Work instructions: Go through the records, and copy each line in which the string "tree" is present.

[Text-to-region grounding data]

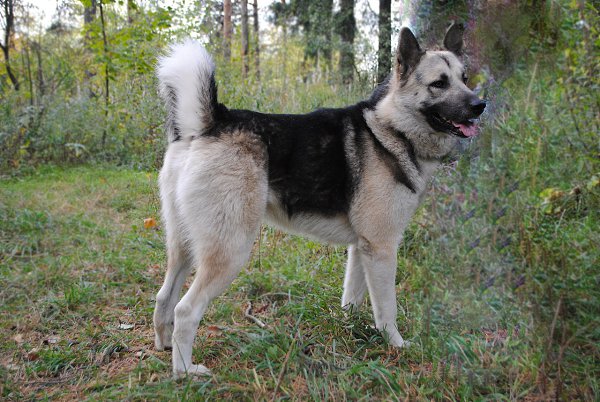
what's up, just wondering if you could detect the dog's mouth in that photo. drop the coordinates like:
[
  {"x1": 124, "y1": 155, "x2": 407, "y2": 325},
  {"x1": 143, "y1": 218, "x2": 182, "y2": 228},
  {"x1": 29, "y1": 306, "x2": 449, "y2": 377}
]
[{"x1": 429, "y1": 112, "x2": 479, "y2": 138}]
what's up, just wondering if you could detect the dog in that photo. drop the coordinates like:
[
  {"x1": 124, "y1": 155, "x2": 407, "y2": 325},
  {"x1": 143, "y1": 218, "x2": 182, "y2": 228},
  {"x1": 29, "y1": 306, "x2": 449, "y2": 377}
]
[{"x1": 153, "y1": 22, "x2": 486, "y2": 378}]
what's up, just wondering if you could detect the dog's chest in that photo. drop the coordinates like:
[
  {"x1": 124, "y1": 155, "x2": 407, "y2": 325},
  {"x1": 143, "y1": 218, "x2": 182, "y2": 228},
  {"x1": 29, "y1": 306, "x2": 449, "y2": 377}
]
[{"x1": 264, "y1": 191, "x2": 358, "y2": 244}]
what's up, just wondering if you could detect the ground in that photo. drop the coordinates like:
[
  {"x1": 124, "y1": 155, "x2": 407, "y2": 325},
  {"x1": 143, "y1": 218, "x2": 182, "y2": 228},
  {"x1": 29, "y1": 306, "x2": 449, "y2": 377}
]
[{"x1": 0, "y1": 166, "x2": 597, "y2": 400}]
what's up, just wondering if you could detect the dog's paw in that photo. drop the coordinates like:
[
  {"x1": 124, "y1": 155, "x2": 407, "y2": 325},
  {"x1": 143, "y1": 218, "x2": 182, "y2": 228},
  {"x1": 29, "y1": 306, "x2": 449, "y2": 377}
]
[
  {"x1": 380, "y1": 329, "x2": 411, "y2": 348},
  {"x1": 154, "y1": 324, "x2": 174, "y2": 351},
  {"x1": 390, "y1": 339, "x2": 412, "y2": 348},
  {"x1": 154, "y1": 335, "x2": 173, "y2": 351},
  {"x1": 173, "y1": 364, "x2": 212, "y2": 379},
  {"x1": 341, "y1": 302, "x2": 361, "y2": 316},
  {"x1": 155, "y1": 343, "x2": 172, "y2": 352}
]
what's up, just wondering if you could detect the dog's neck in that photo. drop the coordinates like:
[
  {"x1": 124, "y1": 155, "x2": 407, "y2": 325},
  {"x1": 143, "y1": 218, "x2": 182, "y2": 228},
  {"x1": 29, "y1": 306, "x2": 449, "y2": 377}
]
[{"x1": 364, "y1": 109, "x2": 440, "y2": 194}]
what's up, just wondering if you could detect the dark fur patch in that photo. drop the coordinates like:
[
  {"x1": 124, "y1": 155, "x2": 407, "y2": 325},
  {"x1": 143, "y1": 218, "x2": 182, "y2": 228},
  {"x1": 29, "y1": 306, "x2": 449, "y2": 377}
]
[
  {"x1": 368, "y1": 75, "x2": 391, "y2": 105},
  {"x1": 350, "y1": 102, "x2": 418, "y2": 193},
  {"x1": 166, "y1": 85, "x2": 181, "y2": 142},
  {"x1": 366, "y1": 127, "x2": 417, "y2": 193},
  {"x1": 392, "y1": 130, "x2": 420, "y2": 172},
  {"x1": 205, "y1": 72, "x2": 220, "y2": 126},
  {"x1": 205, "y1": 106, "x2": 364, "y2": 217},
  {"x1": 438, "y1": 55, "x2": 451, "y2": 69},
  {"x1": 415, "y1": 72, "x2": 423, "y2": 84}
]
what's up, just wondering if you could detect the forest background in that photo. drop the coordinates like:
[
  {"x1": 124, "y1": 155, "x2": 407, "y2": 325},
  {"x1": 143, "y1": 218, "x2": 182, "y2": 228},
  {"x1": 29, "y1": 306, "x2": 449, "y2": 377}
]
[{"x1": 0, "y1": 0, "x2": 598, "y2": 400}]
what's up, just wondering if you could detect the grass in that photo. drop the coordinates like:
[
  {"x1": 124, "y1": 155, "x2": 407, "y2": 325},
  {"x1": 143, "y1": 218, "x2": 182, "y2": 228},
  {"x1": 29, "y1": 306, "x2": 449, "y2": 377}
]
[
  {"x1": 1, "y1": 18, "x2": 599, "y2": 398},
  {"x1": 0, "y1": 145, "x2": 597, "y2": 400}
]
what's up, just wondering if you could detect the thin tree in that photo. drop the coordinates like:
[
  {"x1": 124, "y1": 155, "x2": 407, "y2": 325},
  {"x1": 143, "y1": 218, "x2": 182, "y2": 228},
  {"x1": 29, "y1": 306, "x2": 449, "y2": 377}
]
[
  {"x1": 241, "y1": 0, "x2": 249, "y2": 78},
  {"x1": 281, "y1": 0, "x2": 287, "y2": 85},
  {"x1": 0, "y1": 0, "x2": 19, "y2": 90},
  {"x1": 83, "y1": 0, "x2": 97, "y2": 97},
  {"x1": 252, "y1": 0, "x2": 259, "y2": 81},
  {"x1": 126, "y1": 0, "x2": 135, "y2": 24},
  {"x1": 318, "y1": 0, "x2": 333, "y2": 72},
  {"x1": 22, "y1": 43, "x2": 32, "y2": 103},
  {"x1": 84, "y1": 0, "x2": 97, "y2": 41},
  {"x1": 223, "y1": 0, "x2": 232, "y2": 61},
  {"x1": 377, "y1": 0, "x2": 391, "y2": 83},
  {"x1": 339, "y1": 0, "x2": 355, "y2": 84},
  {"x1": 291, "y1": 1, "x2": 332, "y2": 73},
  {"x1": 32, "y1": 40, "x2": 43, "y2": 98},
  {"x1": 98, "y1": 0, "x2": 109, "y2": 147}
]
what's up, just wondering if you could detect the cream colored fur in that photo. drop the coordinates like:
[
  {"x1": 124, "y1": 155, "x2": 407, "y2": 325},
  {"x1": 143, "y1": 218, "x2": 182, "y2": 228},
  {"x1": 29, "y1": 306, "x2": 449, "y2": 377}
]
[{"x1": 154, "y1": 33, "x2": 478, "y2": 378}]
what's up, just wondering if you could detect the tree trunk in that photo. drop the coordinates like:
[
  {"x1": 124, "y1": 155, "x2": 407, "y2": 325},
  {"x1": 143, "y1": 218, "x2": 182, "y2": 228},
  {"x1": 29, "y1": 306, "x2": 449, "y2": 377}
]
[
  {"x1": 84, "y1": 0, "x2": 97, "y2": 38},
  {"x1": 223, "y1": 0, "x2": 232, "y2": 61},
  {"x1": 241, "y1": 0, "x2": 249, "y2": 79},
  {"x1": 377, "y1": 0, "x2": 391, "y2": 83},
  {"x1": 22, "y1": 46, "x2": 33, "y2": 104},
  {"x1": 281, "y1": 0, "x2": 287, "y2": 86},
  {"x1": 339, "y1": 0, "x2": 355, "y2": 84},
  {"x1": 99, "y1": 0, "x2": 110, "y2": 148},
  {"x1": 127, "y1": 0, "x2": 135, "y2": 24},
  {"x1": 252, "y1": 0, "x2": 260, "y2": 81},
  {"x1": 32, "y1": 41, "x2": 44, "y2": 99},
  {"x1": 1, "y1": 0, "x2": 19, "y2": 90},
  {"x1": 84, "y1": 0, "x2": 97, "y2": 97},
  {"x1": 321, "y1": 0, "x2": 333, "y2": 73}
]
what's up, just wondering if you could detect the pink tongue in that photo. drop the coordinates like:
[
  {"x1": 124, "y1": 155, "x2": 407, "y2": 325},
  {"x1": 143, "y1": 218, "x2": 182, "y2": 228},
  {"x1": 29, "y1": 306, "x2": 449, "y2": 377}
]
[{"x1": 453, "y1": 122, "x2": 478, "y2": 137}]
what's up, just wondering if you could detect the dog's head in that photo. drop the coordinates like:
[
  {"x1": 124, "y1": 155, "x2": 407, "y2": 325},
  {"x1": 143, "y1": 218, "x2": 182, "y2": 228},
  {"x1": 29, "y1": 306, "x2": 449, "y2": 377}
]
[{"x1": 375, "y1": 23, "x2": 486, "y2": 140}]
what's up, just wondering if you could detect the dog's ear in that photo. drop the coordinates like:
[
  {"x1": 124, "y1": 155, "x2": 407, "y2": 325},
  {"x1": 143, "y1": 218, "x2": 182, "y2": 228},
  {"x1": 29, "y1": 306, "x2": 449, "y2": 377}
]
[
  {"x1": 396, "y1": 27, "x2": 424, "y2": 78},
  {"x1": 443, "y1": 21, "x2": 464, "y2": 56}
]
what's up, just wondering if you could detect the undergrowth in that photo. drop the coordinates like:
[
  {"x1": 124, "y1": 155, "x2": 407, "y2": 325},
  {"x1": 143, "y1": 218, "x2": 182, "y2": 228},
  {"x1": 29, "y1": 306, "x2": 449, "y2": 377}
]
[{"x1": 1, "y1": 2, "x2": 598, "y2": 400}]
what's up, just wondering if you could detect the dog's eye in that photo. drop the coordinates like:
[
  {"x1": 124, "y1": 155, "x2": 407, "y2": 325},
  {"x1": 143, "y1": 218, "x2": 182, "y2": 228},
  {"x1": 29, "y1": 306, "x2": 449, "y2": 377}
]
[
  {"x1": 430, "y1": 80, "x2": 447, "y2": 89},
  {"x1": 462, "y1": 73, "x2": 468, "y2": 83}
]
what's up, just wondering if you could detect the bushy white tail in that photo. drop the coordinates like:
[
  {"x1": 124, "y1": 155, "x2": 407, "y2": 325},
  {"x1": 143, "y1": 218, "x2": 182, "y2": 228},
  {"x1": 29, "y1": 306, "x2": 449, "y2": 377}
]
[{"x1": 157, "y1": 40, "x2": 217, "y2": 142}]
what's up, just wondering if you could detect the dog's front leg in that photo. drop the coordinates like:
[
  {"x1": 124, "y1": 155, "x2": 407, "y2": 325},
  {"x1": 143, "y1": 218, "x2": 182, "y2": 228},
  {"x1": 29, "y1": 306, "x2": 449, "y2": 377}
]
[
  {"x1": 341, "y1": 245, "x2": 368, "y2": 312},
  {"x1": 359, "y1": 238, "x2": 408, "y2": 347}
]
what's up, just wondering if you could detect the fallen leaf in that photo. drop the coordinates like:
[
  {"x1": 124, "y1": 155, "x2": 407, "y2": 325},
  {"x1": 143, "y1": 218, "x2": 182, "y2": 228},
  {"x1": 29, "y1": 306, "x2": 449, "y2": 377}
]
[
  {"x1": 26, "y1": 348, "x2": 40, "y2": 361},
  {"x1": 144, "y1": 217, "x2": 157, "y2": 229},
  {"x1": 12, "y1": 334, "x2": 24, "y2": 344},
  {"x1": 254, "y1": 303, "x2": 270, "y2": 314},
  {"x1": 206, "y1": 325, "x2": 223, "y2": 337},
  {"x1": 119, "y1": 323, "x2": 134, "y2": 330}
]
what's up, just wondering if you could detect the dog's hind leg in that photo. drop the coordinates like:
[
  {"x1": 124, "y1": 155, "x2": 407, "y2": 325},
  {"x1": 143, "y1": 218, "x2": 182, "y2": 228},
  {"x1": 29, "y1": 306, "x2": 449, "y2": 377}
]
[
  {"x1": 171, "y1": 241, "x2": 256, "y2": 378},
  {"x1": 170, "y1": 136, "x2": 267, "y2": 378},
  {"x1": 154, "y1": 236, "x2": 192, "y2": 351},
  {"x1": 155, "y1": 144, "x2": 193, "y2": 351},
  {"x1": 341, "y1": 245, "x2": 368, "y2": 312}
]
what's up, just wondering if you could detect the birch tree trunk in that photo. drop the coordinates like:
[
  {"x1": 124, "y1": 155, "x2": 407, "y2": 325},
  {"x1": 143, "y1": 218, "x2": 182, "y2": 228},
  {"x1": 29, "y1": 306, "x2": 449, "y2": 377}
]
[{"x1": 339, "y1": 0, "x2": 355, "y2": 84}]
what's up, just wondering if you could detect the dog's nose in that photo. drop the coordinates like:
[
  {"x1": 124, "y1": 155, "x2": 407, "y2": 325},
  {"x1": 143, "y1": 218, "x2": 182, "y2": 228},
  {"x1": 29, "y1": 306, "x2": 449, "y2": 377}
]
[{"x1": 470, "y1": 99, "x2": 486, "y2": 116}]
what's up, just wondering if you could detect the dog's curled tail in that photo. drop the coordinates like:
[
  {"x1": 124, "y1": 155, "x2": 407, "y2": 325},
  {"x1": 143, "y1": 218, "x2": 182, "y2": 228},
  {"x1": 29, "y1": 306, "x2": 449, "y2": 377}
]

Response to the task:
what's up, just wondering if you could detect the thin tree in that photo. drop the coordinates like:
what's up, just wondering if you could detect the tree trunk in that photo. drop the coordinates like:
what's up, just wondering if you could detect the birch tree trunk in that photo. drop the coordinates like:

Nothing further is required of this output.